Dataset records section start

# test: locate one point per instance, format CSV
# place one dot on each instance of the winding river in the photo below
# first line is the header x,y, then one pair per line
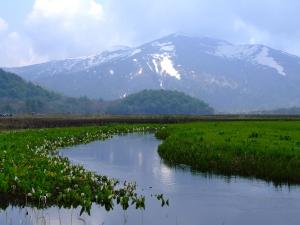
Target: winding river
x,y
195,198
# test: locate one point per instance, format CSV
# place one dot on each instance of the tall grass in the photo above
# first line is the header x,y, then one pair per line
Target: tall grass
x,y
32,173
264,149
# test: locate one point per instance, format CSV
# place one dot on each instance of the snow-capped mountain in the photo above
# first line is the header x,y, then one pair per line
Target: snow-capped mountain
x,y
229,77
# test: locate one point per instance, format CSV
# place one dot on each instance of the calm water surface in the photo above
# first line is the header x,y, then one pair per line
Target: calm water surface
x,y
195,199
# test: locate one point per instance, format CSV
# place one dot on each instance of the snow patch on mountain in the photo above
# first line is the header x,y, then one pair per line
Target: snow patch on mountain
x,y
164,65
164,47
263,58
255,54
235,52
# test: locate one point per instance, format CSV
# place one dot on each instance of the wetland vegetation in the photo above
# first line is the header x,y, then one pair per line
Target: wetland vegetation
x,y
264,149
32,173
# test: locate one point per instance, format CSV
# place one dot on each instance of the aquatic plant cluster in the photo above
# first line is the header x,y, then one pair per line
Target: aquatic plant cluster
x,y
33,173
269,150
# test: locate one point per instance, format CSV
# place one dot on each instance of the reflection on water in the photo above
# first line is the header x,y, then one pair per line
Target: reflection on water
x,y
195,198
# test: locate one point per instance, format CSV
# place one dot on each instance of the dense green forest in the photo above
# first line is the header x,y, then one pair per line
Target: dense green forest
x,y
19,96
160,102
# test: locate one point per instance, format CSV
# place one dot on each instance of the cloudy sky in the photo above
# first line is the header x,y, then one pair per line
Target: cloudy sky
x,y
33,31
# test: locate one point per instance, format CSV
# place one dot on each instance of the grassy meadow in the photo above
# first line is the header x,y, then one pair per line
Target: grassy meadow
x,y
269,150
32,172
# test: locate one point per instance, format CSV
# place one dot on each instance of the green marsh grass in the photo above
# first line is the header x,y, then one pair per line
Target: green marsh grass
x,y
32,172
269,150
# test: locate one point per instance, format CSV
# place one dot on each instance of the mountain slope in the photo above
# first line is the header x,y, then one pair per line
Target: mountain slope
x,y
159,102
229,77
18,96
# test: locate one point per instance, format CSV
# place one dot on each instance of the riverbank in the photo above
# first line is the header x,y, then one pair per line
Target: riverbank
x,y
32,173
269,150
50,121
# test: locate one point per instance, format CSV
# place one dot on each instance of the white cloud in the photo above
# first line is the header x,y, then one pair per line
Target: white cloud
x,y
67,28
3,25
252,34
65,9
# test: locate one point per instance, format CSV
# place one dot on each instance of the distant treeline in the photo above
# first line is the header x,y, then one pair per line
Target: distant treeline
x,y
20,97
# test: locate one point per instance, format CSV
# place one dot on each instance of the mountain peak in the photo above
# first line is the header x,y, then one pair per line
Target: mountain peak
x,y
229,77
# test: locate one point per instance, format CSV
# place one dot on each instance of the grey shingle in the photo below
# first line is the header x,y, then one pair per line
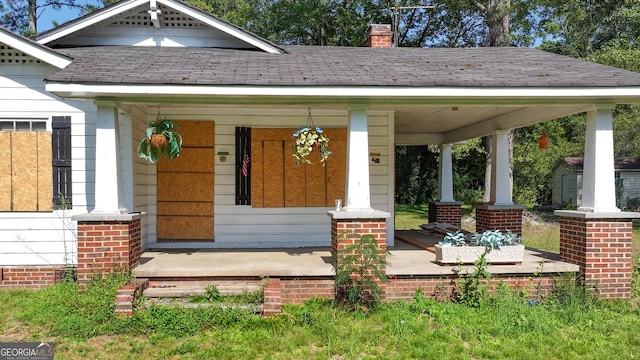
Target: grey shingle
x,y
337,66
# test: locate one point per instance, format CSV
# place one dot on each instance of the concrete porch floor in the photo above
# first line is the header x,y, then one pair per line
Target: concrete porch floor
x,y
405,260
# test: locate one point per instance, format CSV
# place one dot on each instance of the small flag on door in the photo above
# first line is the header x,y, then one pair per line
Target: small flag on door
x,y
245,165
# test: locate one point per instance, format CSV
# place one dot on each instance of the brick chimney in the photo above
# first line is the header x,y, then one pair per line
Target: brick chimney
x,y
378,36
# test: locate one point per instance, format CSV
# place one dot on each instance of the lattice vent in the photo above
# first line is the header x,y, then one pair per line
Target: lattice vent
x,y
169,18
9,55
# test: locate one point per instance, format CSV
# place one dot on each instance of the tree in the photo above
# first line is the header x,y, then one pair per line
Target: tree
x,y
22,16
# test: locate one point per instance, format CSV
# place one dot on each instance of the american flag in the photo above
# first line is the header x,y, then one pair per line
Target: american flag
x,y
245,165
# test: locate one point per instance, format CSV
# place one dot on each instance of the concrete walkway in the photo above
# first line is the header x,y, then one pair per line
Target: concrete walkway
x,y
405,260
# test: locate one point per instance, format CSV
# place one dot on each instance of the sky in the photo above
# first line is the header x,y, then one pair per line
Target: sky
x,y
49,15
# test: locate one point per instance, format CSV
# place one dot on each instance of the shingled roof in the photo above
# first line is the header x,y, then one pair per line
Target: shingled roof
x,y
337,66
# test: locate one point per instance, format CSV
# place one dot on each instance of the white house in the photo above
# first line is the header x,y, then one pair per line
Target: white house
x,y
106,75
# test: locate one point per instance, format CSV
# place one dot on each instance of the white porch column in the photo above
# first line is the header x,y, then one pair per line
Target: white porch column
x,y
598,177
126,137
501,192
108,182
358,191
445,174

Dataset records section end

### Instructions for the task
Locate the lines above that contain "below" and copy them.

### Response box
# place one dot on each instance of the winding river in the photo below
# place one dot on each instance of the grey shingle in the photo below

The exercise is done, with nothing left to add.